---------- Supplied material

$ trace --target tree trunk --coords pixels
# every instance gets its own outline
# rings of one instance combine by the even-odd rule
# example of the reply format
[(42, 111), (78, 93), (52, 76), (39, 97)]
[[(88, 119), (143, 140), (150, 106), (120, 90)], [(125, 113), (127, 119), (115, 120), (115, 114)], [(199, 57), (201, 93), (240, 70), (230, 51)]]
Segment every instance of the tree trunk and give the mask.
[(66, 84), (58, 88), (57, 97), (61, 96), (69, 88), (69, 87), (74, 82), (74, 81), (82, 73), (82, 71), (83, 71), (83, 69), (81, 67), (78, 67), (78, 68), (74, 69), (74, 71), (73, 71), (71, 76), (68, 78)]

--------------------

- Exercise
Write out these lines word for word.

- Result of this task
$ trace --target tree trunk --coords pixels
# every instance gets its own outline
# rings of one instance combine by the even-odd rule
# example of the reply format
[(42, 111), (78, 93), (52, 76), (39, 97)]
[[(88, 119), (143, 140), (150, 106), (120, 90)], [(125, 113), (127, 119), (115, 120), (115, 114)], [(199, 57), (201, 93), (240, 70), (230, 51)]]
Segment every instance of the tree trunk and give the mask.
[(66, 84), (58, 88), (57, 97), (61, 96), (69, 88), (69, 87), (74, 82), (74, 81), (82, 73), (82, 71), (83, 71), (83, 69), (81, 67), (78, 67), (78, 68), (74, 69), (74, 71), (73, 71), (71, 76), (68, 78)]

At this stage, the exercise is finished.